= Work instructions =
a) How would you put this sentence from the Nelson memorabilia text into French: "The first is a snuff-box thought to have been owned by Nelson and which was given by him to his secretary, George Unwin."
b) Could you carry on the text about the Nelson memorabilia from its last sentence?

= Text segment =
>>>>>

The first is a snuff-box thought to have been owned by Nelson and which was given by him to his secretary, George Unwin.
The box, made of tortoiseshell composition, is decorated with a view of the incomparable Amalfi coast, contains a note written by George Unwin’s son:
My Father had either lost his own snuff box on going ashore or in some shop in Palermo and upon mentioning the circumstances at Lady Hamilton’s table where Lord Nelson was one of the party his Lordship handed over to him this identical box and desired him to keep it until he could get a better one.
Next is another of those glass paintings, similar in style to the ones we saw commemorating the death of Princess Charlotte earlier in the week.
This one commemorates Nelson’s funeral. To be strictly accurate the glass painting shows Nelson’s coffin lying in state at Greenwich, prior to the funeral. The inscription on the painting is as follows:
Representation of the BODY of the Late Illustrious ADMIRAL LORD NELSON laying in STATE in the Painted Hall in Greenwich Hospital
The next item is one I covet: a small pearlware commemorative bowl, circa 1805:
It is inscribed with Nelson’s famous message to the fleet, given just before the Battle of Trafalgar: England Expects Every Man To Do His Duty
And finally, a very special mourning ring:
This is reputed to have been given to Surgeon Beattie, the man who attended Nelson when he was dying on HMS Victory. The sale catalogue tell us that:
Beattie, a native of Eskdale was buried in Canonbie Churchyard in Dumfries. Acquired by Dr Carlyle of Langholm, Dumfries, from a patient and thence from him to Mr Alex Scott of Arkinholm and then by descent.

<<<<<

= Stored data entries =
>>>>>

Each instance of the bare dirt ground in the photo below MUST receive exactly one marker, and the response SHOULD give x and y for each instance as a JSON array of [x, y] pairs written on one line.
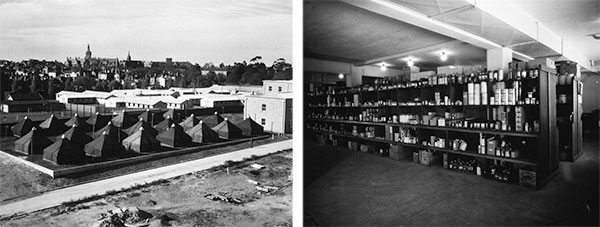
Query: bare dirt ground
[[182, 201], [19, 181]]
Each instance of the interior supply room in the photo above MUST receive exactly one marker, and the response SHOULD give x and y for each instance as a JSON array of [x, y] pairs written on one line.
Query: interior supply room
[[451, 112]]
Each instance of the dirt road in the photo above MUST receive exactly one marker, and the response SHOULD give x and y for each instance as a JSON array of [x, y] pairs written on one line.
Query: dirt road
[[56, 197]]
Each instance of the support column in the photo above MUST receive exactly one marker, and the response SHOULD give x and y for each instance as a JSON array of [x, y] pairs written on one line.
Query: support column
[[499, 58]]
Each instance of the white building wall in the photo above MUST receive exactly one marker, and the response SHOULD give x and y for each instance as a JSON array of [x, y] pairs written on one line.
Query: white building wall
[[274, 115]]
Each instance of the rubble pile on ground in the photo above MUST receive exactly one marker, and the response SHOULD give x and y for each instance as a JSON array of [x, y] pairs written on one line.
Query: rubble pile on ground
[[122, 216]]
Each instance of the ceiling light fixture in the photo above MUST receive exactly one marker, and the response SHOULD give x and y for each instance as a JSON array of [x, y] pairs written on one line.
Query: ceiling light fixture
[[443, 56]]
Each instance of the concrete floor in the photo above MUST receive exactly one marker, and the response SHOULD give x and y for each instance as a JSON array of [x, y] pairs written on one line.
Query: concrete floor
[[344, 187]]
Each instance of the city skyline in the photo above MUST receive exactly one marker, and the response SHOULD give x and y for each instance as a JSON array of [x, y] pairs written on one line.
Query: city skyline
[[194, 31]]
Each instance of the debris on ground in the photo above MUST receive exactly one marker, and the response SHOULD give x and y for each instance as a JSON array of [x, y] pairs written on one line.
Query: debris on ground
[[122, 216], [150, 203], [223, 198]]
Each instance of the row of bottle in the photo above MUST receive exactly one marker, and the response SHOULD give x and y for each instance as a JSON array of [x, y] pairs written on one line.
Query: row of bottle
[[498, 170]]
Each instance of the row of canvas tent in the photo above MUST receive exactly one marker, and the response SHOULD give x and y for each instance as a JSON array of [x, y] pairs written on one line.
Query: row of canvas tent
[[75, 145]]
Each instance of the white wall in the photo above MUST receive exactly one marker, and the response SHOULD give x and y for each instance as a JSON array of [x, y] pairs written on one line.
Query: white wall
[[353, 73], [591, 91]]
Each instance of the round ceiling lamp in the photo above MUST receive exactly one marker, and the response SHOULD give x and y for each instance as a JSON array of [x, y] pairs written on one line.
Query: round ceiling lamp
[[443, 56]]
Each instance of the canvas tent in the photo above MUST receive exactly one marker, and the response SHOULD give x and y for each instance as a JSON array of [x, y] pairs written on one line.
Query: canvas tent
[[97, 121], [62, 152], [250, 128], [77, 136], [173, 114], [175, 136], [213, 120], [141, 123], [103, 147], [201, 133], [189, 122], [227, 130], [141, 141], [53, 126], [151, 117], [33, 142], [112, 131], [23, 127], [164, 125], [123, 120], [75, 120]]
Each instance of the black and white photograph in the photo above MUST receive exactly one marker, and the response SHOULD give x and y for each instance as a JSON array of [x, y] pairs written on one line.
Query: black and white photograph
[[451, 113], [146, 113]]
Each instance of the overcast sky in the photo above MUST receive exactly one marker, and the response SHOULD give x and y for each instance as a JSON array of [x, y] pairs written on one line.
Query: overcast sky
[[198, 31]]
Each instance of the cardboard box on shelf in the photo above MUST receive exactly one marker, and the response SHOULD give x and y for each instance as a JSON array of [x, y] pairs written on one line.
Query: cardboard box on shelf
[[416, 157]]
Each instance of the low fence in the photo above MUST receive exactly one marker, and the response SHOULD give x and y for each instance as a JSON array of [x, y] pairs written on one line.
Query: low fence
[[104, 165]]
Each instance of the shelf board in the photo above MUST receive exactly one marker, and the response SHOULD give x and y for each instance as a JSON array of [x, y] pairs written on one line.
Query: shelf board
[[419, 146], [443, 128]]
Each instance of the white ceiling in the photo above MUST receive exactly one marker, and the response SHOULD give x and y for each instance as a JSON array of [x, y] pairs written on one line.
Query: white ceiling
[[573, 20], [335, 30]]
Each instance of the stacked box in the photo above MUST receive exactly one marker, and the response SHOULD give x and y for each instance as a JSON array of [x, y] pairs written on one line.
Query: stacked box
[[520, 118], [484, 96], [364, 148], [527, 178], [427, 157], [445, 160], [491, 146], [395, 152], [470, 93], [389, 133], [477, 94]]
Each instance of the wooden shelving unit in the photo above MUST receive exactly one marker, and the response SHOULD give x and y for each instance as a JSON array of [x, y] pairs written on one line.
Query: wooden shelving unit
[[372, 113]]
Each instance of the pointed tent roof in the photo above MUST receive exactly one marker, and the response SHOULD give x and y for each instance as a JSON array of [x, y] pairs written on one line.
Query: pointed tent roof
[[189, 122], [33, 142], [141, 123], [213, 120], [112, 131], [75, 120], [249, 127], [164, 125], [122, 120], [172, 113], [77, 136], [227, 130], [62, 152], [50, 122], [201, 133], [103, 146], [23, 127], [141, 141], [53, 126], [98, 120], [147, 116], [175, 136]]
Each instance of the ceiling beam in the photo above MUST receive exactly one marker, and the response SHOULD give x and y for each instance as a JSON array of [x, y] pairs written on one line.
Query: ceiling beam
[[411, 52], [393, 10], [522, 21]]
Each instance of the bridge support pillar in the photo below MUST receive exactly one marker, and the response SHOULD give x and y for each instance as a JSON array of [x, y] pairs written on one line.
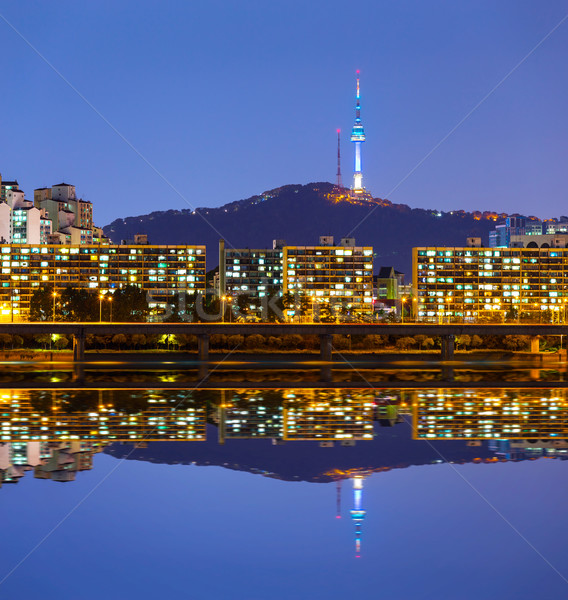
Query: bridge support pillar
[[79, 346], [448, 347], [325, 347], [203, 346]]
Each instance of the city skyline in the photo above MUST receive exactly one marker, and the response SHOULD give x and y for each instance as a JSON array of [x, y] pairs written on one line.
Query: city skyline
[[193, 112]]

<<<<<

= Numbered responses =
a) Le premier est une tabatière qui aurait appartenu à Nelson et qu'il a offerte à son secrétaire, George Unwin.

b)
The catalogue also remarks that:
Some 58 original recipients are listed for these mourning rings, although slight differences in the style of examples surviving, suggest that more may have been made. Two similar examples are in the National Maritime Museum collection.
The sale estimate is between £8,000 and £12,000. Last March a similar ring sold at Bonhams for £14,400.